EXERCISE:
Please tally the lines in the entries below that contain the string "white", with case counting. Reply with the number alone.
====== EXCERPTED DATA ======
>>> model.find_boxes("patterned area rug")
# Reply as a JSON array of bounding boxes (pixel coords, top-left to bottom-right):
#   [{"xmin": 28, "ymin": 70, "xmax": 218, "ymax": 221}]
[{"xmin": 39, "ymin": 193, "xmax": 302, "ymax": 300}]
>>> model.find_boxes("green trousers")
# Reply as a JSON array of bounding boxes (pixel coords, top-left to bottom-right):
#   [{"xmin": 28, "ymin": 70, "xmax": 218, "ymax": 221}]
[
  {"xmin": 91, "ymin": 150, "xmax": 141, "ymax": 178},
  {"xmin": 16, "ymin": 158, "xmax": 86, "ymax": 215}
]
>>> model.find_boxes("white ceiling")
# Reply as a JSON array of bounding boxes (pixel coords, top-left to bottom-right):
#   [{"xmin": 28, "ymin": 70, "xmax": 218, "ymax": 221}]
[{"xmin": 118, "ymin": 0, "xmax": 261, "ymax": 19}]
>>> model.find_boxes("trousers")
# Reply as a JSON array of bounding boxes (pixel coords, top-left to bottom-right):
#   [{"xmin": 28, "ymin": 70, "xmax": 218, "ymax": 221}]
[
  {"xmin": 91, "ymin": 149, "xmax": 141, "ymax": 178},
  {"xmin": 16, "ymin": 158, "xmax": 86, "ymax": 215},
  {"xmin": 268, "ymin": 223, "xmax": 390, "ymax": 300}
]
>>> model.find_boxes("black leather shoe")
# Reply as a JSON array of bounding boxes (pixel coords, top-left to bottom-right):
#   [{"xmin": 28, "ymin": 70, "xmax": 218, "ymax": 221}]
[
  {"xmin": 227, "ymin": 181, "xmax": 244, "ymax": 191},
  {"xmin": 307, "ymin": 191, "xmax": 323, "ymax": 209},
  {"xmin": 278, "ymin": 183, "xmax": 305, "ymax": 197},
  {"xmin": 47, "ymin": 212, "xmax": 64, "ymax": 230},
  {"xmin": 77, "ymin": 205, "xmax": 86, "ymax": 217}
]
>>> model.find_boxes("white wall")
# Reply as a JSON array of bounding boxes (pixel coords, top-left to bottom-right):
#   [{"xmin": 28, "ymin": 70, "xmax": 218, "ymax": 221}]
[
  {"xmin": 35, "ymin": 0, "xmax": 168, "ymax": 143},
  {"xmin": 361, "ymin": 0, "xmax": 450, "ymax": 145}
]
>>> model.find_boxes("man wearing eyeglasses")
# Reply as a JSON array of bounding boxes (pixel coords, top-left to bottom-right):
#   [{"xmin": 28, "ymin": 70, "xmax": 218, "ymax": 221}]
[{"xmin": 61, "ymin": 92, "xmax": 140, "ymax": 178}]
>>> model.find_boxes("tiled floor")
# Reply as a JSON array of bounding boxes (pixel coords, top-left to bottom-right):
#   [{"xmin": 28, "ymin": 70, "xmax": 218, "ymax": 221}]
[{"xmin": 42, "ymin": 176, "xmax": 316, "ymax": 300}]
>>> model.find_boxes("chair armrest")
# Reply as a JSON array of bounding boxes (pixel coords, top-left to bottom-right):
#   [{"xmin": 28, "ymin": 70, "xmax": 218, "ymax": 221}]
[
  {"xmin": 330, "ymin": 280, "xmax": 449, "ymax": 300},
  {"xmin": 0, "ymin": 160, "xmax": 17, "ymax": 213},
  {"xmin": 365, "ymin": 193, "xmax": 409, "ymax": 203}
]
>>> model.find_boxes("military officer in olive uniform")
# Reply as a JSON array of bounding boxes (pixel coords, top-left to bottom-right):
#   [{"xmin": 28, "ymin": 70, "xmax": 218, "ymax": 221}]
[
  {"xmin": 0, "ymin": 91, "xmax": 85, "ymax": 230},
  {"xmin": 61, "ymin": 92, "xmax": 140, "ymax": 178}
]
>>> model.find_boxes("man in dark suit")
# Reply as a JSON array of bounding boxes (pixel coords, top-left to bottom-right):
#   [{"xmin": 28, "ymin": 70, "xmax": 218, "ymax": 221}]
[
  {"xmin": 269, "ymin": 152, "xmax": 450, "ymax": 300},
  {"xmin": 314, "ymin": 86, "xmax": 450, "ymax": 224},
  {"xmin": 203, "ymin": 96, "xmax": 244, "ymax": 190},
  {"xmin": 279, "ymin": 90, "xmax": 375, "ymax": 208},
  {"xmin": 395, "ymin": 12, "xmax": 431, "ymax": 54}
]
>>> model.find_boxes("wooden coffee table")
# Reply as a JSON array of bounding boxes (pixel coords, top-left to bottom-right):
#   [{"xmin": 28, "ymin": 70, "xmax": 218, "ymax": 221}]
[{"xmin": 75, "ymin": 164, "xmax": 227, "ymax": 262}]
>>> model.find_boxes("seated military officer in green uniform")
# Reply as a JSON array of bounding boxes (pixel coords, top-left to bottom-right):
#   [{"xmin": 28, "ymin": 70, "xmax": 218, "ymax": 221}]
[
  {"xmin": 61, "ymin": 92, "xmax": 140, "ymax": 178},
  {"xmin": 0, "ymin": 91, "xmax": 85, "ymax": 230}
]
======
THE REPLY:
2